This month we introduce our newest contributor to WriteSEX – Stella Price. Stella is half the duo of Stella and Audra Price, award winning romance authors who construct characters, worlds and more that draw the reader in. She’ll be joining us at DragonCON 2011 on Friday Night as we host the WriteSEX Pane l. Her first article on world building follows.
World Building. Most think it’s just for epic fantasy, or even dark fantasy. As a paranormal romance author, world building is, as they say, 9/10 of the law. Without it, characters are not believable, nor is the story in general. In my coming posts we will talk about suspension of disbelief, character development, and building a world from the ground up, but for now I want to talk about the necessity of world building, in any story setting.
Fantasy, Paranormal, Horror, Historical, contemporary, BDSM… Name a genre and it’s quite possibly the most important element because this is what sets your stage, and what hooks your reader. Without a believable situation and background, it really isn’t a story.
In work, even if you’re working from a contemporary setting, it’s the details that matter in making your book believable and unique. You cannot write a story without details right? Well details are a major element of world building.
World building, when done correctly, and not half assed, makes your story richer, full of depth and allows the reader to be immersed in the story you created. As an author, you strive to engage your reader on a level deeper than a letter to penthouse, right? Without the connection you can be damn sure that next story you put out won’t be on the reader’s auto buy list.
There are levels to world building. Light world building, where the author uses already accepted places, subjects and morae’s to make the reader feel at ease, and just adds details to enrich the experience. Then there are those that do it with a more heavy hand, where they take ideas already in play and twist them into other things, be it alternate history or alternate universes, and then there is the extreme of building the world from roots to the sky. None of these are wrong, and all have their pros and cons.

§ **Job 1**:
List every line of the records that contains the word "wooden".

§ **Rows**:
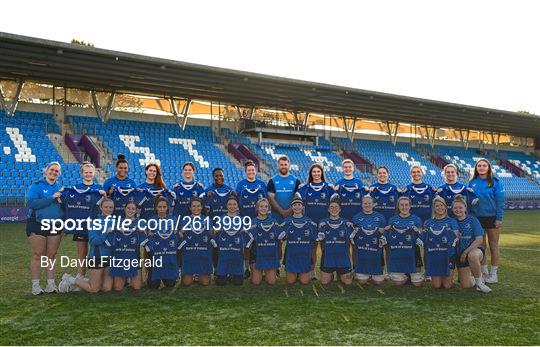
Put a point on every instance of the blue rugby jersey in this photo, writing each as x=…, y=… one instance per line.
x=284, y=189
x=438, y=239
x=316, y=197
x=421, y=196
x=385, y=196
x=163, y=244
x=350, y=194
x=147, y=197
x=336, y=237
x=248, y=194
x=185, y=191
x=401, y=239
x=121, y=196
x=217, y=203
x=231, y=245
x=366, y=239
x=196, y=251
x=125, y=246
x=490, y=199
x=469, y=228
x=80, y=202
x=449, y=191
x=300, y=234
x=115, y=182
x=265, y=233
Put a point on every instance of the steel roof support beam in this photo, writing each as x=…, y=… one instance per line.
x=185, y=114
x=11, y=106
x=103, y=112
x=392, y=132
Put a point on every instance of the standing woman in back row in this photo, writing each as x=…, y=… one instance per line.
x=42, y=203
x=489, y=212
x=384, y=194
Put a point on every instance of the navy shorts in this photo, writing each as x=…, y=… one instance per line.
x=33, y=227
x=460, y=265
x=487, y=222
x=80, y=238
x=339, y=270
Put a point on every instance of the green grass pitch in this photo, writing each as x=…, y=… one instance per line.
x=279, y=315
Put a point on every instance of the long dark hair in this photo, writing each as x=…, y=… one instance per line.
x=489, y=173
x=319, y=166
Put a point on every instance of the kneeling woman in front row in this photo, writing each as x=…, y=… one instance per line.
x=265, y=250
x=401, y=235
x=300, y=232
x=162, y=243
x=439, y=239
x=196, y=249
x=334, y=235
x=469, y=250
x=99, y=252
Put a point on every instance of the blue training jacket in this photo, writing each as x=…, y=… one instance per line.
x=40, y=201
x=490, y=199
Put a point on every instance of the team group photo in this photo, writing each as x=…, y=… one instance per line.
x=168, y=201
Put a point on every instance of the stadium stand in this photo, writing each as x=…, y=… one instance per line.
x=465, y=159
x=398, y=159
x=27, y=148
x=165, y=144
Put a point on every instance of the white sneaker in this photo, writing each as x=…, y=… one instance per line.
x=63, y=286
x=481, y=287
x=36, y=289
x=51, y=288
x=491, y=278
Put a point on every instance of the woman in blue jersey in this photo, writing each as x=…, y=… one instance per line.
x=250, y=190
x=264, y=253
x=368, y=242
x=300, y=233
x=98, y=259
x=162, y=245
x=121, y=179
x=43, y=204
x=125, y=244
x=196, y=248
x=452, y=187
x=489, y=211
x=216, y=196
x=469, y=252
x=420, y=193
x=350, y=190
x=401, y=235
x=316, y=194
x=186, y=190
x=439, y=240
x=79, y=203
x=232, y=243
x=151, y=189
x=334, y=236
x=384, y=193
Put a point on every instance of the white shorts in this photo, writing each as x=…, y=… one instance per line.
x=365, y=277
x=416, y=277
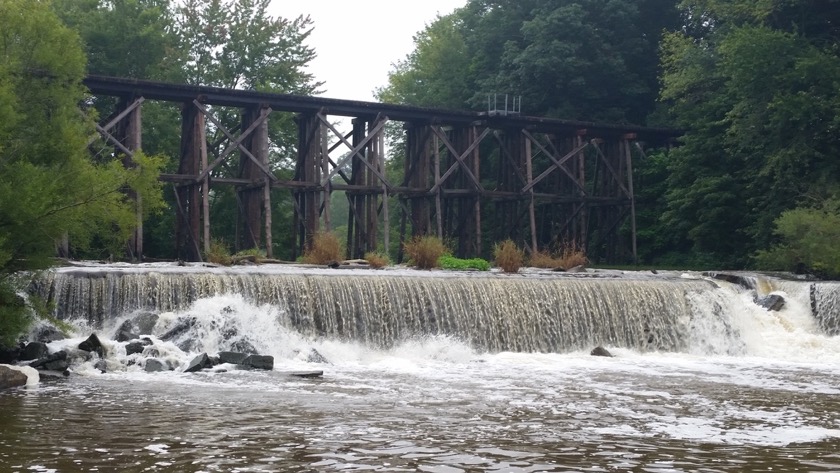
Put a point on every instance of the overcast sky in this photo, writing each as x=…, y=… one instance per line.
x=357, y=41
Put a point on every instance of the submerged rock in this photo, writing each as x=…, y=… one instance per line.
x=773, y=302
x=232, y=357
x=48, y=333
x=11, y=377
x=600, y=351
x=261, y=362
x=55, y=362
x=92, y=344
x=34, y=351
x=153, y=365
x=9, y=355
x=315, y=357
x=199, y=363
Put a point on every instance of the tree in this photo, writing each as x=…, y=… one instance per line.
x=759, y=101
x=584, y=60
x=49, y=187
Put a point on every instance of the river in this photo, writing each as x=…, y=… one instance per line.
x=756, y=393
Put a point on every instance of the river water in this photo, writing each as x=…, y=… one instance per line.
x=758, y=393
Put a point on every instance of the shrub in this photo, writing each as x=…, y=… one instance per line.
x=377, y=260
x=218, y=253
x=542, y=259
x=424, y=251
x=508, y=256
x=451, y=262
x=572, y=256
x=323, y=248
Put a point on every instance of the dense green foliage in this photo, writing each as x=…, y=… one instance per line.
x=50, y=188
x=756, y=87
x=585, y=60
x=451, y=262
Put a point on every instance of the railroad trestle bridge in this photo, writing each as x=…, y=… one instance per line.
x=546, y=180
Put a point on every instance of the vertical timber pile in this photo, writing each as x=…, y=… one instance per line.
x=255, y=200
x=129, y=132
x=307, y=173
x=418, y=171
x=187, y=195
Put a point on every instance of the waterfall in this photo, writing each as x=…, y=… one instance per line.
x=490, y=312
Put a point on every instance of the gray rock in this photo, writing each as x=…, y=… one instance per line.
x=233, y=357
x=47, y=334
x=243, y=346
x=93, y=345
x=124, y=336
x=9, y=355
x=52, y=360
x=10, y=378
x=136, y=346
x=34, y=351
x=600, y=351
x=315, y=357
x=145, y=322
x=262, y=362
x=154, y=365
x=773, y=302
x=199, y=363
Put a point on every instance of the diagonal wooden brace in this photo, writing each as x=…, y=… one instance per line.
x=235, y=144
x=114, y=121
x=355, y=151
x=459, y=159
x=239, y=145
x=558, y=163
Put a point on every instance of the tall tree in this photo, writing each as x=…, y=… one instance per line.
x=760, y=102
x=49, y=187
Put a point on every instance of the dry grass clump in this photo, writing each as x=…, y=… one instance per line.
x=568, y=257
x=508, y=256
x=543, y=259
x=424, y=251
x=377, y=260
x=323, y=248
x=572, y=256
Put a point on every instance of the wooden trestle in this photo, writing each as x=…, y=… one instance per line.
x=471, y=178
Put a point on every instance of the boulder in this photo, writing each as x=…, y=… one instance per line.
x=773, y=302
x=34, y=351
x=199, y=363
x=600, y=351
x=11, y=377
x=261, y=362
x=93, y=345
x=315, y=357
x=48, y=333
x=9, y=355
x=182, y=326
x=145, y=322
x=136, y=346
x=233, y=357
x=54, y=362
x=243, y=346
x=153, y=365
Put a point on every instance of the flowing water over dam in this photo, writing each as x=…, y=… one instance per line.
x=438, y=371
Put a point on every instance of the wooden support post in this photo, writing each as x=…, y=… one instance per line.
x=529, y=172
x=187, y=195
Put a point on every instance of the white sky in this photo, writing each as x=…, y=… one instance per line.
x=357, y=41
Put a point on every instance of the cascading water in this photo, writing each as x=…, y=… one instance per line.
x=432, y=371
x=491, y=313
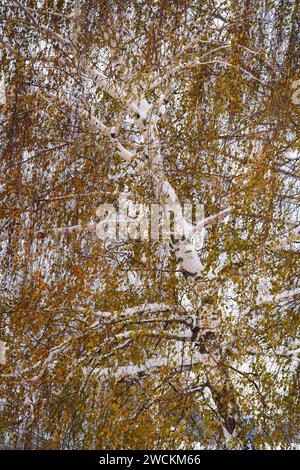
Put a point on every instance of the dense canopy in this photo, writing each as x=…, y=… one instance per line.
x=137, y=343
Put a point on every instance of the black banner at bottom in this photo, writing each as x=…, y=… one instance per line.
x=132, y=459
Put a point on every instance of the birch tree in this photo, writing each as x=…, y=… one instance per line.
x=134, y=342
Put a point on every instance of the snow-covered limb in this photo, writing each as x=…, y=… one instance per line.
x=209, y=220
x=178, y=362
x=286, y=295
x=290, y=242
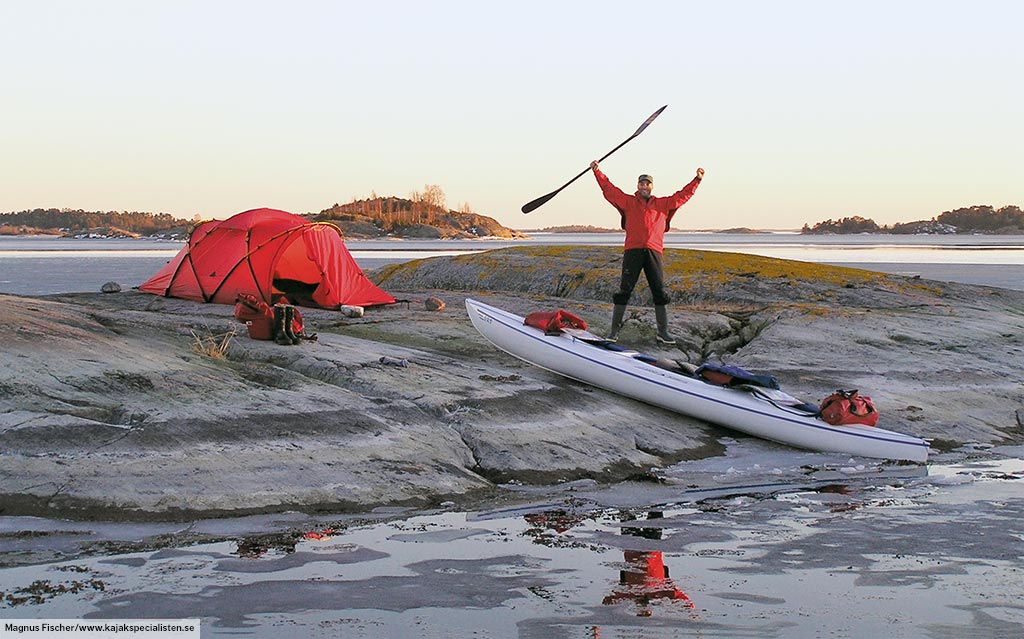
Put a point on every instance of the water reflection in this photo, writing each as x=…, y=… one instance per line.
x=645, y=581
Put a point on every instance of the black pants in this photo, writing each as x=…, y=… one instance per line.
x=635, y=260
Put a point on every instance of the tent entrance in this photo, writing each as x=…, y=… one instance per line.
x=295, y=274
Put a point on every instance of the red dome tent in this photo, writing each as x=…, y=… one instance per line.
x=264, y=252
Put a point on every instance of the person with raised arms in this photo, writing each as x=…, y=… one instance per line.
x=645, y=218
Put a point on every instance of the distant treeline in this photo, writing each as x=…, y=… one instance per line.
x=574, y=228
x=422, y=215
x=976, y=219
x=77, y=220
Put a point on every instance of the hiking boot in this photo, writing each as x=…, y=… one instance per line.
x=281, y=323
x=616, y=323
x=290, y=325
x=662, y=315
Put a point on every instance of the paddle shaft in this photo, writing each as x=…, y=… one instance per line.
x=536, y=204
==
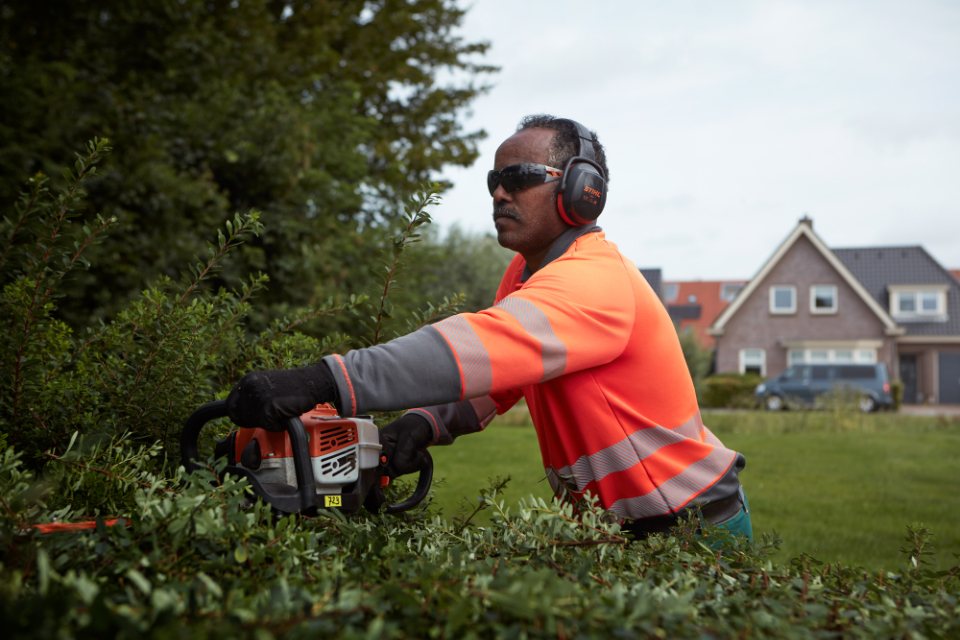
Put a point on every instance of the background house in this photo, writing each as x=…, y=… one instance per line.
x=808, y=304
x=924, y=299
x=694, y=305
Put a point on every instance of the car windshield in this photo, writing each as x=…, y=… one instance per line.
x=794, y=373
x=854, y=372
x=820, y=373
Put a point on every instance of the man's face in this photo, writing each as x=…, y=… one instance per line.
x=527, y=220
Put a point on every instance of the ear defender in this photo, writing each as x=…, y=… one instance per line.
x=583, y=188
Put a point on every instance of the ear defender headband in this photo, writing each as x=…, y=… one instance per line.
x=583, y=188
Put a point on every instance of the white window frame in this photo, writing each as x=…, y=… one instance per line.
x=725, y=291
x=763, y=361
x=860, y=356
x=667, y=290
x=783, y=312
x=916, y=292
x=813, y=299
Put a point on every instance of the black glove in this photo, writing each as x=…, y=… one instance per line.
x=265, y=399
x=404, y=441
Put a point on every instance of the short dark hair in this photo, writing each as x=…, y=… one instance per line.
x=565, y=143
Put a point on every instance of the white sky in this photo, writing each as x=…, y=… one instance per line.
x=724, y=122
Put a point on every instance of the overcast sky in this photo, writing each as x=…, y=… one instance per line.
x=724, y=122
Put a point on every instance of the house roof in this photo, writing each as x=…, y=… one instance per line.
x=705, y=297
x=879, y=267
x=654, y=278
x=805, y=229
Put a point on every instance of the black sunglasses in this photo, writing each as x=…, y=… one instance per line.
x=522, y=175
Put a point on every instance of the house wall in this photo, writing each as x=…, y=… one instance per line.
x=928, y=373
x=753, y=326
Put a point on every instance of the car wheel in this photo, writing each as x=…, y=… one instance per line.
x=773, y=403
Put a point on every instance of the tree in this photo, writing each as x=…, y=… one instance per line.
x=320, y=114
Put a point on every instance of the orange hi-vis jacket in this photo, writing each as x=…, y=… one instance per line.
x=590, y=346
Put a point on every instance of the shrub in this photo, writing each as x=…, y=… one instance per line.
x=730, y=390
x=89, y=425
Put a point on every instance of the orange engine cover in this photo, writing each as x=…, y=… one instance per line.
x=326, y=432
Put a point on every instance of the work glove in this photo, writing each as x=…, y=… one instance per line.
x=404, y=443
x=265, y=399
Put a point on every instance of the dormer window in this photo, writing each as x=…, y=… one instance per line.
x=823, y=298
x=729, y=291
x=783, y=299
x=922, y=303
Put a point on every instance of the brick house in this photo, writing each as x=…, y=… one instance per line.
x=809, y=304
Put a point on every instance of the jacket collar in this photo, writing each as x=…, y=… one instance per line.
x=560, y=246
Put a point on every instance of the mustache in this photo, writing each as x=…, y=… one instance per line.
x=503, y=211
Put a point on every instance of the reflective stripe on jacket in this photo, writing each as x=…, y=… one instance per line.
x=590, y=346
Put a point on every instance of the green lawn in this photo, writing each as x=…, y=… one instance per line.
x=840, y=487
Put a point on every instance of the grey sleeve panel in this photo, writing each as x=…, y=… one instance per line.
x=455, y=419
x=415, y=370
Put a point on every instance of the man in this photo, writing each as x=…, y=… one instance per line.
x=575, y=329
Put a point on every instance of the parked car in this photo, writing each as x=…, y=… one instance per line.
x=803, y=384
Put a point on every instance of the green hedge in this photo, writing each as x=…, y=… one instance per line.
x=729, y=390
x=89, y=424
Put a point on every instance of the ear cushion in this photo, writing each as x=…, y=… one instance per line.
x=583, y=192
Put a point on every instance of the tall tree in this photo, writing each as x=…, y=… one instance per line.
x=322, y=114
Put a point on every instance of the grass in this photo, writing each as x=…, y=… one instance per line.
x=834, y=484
* * *
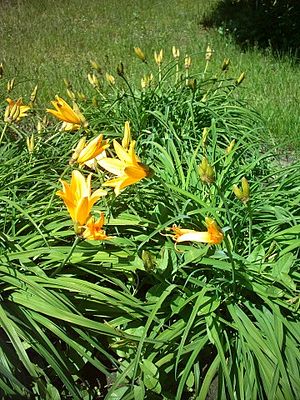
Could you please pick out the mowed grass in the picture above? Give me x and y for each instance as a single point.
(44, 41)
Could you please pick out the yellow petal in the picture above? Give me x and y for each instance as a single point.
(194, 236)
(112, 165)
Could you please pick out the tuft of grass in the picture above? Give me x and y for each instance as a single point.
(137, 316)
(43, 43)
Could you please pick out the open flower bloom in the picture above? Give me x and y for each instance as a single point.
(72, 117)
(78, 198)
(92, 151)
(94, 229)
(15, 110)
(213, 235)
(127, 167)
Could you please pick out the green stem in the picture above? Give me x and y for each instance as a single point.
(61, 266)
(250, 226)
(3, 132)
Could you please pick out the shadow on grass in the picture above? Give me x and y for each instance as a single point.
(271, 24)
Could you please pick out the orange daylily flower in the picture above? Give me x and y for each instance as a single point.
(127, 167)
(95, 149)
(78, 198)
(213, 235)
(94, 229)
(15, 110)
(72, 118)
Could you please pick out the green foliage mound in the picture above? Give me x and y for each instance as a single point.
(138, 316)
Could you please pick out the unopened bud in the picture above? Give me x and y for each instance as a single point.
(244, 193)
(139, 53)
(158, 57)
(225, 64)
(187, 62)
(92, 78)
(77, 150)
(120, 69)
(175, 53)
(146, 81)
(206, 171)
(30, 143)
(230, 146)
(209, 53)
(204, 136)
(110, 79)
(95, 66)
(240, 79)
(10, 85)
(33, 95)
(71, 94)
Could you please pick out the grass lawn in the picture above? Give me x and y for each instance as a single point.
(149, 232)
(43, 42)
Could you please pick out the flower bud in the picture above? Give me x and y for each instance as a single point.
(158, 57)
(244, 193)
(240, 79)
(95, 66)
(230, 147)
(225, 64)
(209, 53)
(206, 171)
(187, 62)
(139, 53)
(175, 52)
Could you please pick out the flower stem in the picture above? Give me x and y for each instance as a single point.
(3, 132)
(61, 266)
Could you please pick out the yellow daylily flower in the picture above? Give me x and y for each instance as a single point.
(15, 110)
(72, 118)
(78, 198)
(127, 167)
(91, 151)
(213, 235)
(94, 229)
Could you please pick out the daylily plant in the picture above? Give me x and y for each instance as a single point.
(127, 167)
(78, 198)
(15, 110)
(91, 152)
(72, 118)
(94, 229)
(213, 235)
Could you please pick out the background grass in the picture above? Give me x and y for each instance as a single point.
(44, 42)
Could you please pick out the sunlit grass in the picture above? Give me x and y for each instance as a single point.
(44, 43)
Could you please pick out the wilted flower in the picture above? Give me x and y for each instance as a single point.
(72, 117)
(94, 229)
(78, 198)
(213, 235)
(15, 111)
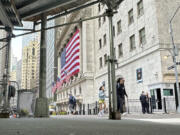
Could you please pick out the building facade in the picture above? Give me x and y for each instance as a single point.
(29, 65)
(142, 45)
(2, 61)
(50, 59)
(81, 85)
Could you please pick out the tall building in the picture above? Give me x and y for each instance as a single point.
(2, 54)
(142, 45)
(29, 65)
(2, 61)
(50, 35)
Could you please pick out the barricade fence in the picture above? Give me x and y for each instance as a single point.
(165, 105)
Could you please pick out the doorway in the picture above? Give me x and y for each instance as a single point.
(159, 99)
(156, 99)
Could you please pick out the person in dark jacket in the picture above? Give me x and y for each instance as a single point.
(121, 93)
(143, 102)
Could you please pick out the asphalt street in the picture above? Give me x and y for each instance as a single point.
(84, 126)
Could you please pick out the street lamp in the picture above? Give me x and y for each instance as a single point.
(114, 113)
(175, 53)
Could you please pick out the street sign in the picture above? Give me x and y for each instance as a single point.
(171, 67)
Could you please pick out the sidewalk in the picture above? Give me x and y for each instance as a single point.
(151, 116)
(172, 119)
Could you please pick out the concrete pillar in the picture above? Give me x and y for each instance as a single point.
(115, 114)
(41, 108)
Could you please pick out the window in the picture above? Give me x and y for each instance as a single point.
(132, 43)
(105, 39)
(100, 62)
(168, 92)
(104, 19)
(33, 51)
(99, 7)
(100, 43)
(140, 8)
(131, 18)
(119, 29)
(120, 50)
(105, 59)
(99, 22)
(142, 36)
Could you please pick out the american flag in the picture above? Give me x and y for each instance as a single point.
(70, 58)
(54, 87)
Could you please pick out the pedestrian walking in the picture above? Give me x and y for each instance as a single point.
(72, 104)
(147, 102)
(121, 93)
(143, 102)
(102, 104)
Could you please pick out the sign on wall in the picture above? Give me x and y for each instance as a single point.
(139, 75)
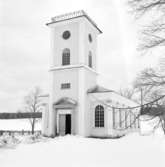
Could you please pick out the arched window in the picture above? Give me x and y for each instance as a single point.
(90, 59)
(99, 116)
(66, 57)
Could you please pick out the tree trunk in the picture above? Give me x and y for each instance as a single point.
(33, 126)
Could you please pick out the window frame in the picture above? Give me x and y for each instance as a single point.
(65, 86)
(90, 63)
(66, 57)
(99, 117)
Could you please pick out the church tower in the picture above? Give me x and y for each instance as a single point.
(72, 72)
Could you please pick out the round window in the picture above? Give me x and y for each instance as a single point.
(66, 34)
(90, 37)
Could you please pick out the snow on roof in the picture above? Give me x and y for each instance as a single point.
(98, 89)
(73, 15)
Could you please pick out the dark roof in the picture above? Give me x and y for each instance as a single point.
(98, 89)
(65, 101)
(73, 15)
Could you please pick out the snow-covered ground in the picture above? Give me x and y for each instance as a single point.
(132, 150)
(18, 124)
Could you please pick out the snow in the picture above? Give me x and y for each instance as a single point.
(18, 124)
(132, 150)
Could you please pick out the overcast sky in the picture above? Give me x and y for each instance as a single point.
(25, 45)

§ **Job 2**:
According to the world-building article, at which event will Stella Price be joining on Friday night?

§ **Task result 1**:
Put a point on every instance of the diagonal wooden brace in this photo, writing each as x=…, y=… one instance per line.
Put a point on every instance of the wooden trestle in this photo, writing each as x=…, y=… one instance per line.
Put a point on every instance of the wooden support post in this photo, writing each as x=…, y=… one instance per line.

§ **Task result 2**:
DragonCON 2011.